- _Supplied text_:
--
Is That Transcription Really Human?

Last month, Denyse Allen asked this question on the Genealogy and AI Facebook group:
If volunteers use AI to transcribe documents, is that OK?

I have strong opinions, but want to explain them.

First off, the institutions running big crowdsourcing projects have staff who can automate sending all of their documents to AI engines for transcription. As a software developer, it makes me wince to think of humans cut-and-pasting images into LLM services, then pasting the results back into crowdsourcing platforms, when a computer program could do the same thing. What a waste of time!

That said, there is a much more important reason that libraries and archives ask humans to transcribe text: transcriptions made by humans are fundamentally different from ones made by machines.

Three kinds of transcription

When humans transcribe documents, the resulting transcript usually has these qualities:

Verbatim spelling – for most projects, each word will be transcribed letter-for-letter, retaining any irregularities from the original
High accuracy – humans are really good at reading handwriting, learning from context and returning to correct readings they got wrong after they master a particular hand or script.
Willingness to say “I don’t know” – humans are willing to write things like “[illegible]” or “[unclear: possibly Jones?]” when they aren’t certain about a text.

Traditional OCR/HTR systems like Kraken or Transkribus also produce transcripts with verbatim spelling, but their accuracy can be lower than humans and they usually produce gibberish if they encounter difficult words. But it’s easy to tell that these transcripts were machine-produced, because their errors are so characteristic.

I suspect that the person asking the question was using a Multi-modal Large Language Model like ChatGPT or Google Gemini. Those systems are very exciting, and really easy to use, but the transcripts they produce have very different qualities:

Regularized spelling – since LLMs are language models, they tend to prioritize readings that make sense. As a result, many of them silently normalize irregular words.
--
- _Directions for this task_:
Transcribe the entire post on human and machine transcription, reproducing every line verbatim. The records have no connection to the post on human and machine transcription.

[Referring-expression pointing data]
--
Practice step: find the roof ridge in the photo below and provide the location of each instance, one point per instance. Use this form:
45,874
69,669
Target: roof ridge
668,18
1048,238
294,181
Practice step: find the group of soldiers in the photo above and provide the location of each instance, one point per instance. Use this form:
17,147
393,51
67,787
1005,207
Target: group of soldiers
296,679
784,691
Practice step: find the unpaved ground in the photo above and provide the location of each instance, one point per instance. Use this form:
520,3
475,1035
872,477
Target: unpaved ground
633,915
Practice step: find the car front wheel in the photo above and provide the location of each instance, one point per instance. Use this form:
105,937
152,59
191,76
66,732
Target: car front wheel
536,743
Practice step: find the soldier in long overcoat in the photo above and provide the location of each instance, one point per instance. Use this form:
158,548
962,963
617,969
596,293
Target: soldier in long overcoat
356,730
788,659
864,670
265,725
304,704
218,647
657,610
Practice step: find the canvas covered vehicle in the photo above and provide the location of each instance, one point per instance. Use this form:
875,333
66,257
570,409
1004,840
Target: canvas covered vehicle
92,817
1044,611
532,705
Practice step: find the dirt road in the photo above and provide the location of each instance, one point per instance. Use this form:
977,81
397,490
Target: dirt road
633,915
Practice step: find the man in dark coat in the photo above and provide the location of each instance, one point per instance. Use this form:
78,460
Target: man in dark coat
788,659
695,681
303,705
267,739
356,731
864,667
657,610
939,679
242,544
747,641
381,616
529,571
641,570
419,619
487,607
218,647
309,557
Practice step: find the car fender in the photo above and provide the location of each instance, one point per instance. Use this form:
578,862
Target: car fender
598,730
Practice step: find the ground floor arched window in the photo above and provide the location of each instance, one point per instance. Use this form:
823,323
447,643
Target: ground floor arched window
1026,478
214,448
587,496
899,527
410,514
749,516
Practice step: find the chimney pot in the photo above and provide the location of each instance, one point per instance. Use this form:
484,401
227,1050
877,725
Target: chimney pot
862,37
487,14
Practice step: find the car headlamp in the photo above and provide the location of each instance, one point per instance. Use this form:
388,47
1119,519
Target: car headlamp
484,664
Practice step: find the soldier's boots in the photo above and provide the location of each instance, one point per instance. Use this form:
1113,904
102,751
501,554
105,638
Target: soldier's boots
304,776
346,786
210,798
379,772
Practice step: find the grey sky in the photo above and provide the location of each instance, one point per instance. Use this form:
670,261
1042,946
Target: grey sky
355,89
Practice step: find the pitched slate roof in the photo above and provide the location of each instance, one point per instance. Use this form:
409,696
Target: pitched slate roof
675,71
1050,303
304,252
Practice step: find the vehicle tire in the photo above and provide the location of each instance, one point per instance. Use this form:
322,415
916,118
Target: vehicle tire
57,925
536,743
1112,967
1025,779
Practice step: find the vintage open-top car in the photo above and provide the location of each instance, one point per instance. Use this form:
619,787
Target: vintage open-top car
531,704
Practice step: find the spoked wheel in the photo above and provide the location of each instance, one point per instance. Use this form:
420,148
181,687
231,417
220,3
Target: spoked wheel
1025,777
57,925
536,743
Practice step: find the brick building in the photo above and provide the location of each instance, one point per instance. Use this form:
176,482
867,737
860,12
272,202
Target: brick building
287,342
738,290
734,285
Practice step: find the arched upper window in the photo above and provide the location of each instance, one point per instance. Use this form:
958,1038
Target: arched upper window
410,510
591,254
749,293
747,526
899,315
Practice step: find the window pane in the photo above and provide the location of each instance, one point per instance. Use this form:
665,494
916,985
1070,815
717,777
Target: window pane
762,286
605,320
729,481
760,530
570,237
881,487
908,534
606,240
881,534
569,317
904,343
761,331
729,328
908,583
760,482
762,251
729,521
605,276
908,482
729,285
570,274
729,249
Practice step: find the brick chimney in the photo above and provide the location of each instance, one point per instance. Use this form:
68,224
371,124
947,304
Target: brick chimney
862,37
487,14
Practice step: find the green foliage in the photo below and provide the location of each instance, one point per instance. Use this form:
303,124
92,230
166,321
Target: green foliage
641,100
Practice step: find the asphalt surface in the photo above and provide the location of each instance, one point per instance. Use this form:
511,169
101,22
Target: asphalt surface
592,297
--
- _Output of the task_:
Is That Transcription Really Human?

Last month, Denyse Allen asked this question on the Genealogy and AI Facebook group:
If volunteers use AI to transcribe documents, is that OK?

I have strong opinions, but want to explain them.

First off, the institutions running big crowdsourcing projects have staff who can automate sending all of their documents to AI engines for transcription. As a software developer, it makes me wince to think of humans cut-and-pasting images into LLM services, then pasting the results back into crowdsourcing platforms, when a computer program could do the same thing. What a waste of time!

That said, there is a much more important reason that libraries and archives ask humans to transcribe text: transcriptions made by humans are fundamentally different from ones made by machines.

Three kinds of transcription

When humans transcribe documents, the resulting transcript usually has these qualities:

Verbatim spelling – for most projects, each word will be transcribed letter-for-letter, retaining any irregularities from the original
High accuracy – humans are really good at reading handwriting, learning from context and returning to correct readings they got wrong after they master a particular hand or script.
Willingness to say “I don’t know” – humans are willing to write things like “[illegible]” or “[unclear: possibly Jones?]” when they aren’t certain about a text.

Traditional OCR/HTR systems like Kraken or Transkribus also produce transcripts with verbatim spelling, but their accuracy can be lower than humans and they usually produce gibberish if they encounter difficult words. But it’s easy to tell that these transcripts were machine-produced, because their errors are so characteristic.

I suspect that the person asking the question was using a Multi-modal Large Language Model like ChatGPT or Google Gemini. Those systems are very exciting, and really easy to use, but the transcripts they produce have very different qualities:

Regularized spelling – since LLMs are language models, they tend to prioritize readings that make sense. As a result, many of them silently normalize irregular words.